PAGE EXCERPT:
/---
Chip giant Nvidia announced an expansion of its partnerships with major Indian firms, including Reliance Industries, during an AI summit held in Mumbai on Thursday. The event featured discussions between Nvidia’s Chief Executive Jensen Huang and Mukesh Ambani, the chairman of Reliance and Asia’s richest man.
“Nvidia is AI in India,” Huang proclaimed, noting the significant growth in computing infrastructure over the past year. He stated, “By the end of this year, we will have nearly 20 times more computing capacity here in India than just a little over a year ago.”
In India, businesses ranging from large corporations to startups are increasingly focused on developing AI models tailored to the country’s diverse linguistic landscape. This strategy aims to enhance consumer engagement and facilitate services such as customer service AI assistants and content translation.
\---
TASK DETAILS:
Answer these questions from the article on Nvidia in India.
1. In which city was the AI summit held?
2. According to Huang, how much more computing capacity will India have by the end of this year than a little over a year ago?
3. Which services are given as examples of what AI models tailored to India's languages would facilitate?

RECORDED INFORMATION:
/---
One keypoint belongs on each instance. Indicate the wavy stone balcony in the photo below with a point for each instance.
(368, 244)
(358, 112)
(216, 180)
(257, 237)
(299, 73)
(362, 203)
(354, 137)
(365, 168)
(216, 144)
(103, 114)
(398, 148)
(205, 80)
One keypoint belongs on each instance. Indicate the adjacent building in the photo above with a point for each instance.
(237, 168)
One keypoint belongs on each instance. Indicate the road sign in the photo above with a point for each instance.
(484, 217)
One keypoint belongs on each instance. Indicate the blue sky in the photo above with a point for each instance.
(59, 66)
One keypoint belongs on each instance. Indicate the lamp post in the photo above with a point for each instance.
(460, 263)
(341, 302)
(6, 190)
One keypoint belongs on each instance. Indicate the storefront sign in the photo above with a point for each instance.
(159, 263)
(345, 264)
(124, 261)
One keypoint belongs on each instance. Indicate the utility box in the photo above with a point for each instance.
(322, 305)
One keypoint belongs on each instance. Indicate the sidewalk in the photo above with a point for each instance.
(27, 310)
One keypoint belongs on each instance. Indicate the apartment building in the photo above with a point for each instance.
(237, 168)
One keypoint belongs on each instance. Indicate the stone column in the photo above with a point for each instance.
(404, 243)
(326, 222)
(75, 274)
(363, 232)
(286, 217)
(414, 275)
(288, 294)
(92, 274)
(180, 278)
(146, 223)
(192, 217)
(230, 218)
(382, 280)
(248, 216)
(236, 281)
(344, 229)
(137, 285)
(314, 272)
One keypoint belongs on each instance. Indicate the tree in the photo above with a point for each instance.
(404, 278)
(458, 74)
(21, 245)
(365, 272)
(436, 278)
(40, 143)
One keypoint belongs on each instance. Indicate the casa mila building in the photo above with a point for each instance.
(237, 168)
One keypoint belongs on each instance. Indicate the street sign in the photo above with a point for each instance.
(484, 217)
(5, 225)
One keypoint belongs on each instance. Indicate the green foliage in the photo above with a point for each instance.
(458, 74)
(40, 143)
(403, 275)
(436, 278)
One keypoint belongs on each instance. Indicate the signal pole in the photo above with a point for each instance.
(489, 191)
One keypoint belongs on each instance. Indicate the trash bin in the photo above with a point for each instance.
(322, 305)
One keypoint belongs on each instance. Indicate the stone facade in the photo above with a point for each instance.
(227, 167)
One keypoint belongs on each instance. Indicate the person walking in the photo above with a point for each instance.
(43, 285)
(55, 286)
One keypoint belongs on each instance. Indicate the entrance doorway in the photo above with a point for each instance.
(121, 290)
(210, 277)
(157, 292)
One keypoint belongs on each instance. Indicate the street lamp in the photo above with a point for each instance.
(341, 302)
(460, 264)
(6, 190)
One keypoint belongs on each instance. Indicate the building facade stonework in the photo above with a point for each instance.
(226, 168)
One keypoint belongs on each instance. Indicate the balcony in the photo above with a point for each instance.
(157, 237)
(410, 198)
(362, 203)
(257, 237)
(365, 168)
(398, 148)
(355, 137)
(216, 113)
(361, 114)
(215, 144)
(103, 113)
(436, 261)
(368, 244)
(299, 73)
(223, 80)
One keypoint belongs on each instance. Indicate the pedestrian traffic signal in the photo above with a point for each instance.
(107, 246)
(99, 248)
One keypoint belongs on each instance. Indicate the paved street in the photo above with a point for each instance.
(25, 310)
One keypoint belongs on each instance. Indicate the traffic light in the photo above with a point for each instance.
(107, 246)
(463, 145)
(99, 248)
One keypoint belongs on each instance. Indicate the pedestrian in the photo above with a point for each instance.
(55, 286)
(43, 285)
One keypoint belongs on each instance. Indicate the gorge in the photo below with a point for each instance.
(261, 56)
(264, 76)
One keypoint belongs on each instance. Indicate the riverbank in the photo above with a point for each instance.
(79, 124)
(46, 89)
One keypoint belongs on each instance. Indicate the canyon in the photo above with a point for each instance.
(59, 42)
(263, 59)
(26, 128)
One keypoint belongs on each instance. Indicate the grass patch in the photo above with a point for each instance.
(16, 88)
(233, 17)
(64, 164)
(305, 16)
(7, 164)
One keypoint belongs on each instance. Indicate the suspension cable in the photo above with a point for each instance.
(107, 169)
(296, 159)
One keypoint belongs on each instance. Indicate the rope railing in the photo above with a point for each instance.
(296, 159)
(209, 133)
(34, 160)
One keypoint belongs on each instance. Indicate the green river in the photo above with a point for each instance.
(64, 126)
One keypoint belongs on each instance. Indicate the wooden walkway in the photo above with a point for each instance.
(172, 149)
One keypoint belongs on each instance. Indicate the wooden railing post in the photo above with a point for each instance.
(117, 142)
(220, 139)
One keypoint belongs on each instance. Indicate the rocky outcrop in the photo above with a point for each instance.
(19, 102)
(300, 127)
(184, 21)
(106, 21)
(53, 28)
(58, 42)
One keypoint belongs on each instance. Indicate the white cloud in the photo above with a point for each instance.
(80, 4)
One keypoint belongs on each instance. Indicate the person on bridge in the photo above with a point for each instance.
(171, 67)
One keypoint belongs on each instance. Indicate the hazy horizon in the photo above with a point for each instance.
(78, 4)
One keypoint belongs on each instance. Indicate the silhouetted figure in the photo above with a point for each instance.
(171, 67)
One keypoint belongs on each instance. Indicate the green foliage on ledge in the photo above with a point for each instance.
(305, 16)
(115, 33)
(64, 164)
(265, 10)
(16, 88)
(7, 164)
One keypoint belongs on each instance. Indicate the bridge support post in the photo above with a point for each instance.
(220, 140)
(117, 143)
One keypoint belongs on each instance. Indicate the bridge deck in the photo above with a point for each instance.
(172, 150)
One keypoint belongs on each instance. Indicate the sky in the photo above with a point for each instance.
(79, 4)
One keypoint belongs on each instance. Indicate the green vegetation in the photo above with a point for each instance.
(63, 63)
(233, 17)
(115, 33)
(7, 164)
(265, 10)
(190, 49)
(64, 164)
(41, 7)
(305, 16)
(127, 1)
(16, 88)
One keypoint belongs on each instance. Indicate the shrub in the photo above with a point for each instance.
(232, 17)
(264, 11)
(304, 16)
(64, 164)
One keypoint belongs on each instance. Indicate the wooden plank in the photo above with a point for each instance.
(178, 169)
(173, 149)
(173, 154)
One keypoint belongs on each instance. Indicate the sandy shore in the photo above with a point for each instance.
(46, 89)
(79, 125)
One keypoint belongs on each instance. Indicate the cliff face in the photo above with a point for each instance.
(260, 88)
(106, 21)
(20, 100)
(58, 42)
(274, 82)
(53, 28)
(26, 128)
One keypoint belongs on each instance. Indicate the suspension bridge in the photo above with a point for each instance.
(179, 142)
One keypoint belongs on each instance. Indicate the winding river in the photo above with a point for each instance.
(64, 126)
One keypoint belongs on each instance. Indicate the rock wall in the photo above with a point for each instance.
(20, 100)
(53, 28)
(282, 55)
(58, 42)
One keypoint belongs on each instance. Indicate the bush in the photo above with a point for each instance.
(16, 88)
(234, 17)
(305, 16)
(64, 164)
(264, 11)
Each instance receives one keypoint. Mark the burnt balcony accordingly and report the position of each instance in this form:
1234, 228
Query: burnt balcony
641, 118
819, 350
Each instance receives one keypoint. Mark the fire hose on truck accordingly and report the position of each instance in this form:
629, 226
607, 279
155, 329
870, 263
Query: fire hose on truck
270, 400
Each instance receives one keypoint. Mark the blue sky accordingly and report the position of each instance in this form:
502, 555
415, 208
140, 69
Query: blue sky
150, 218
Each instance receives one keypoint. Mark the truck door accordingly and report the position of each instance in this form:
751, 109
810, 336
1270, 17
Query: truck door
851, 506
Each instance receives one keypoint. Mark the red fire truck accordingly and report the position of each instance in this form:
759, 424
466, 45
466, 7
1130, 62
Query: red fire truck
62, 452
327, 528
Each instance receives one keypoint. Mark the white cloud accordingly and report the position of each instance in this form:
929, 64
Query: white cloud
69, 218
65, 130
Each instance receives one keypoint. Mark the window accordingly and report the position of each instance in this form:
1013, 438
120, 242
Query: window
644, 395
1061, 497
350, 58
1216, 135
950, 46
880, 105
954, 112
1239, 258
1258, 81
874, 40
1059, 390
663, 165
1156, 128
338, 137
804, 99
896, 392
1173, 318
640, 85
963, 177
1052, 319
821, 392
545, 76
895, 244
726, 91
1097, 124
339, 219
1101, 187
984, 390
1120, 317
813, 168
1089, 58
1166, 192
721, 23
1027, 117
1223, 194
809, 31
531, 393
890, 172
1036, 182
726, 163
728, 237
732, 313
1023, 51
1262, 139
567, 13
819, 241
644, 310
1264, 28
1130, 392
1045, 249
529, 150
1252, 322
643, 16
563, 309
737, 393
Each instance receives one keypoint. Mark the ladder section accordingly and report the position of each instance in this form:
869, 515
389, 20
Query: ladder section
\---
REPLY TO THE EXERCISE:
1. Mumbai.
2. Nearly 20 times more.
3. Customer service AI assistants and content translation.